**What needs to be done:** Add 92 to every coordinate in the answers, then write out everything from the start of the records down to the line containing "[[348, 188]]", requests included, with both ends kept.

+===+

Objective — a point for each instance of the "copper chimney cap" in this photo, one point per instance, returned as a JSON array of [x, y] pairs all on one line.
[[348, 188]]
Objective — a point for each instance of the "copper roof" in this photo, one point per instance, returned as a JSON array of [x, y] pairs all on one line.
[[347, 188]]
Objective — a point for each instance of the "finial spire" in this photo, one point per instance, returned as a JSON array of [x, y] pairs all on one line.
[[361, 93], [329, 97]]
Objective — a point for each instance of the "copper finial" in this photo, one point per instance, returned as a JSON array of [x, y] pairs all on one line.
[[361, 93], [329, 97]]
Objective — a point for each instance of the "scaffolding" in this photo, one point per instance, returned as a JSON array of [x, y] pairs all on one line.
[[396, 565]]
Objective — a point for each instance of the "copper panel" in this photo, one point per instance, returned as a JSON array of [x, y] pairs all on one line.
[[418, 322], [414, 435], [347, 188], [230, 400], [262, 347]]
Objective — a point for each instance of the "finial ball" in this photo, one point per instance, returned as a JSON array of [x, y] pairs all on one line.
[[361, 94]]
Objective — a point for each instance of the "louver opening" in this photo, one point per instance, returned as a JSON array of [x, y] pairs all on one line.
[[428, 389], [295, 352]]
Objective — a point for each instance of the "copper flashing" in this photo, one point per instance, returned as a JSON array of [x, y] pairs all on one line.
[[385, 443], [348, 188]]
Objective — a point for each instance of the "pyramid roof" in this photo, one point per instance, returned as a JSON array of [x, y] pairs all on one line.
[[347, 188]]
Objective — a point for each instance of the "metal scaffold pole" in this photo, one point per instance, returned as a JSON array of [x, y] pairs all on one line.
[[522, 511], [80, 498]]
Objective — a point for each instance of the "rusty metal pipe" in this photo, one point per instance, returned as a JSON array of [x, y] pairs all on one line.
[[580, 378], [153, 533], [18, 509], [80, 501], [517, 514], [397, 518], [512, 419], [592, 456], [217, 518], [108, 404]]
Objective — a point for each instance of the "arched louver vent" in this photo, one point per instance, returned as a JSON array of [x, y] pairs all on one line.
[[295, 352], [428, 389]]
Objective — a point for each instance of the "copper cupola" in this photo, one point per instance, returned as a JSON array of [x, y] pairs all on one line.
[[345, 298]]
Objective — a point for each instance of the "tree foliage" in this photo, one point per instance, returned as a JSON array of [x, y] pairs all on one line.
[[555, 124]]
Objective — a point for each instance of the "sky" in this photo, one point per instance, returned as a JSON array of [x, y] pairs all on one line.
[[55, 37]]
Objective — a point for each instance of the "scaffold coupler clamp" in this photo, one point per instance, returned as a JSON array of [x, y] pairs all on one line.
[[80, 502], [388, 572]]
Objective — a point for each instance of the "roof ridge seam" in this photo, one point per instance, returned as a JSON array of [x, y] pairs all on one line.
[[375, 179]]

+===+

**Response to the exercise:**
Objective — a point for each instance of the "copper chimney cap" in this photo, one point per instance, returned as a JSON array of [x, y] pairs all on one line.
[[440, 280]]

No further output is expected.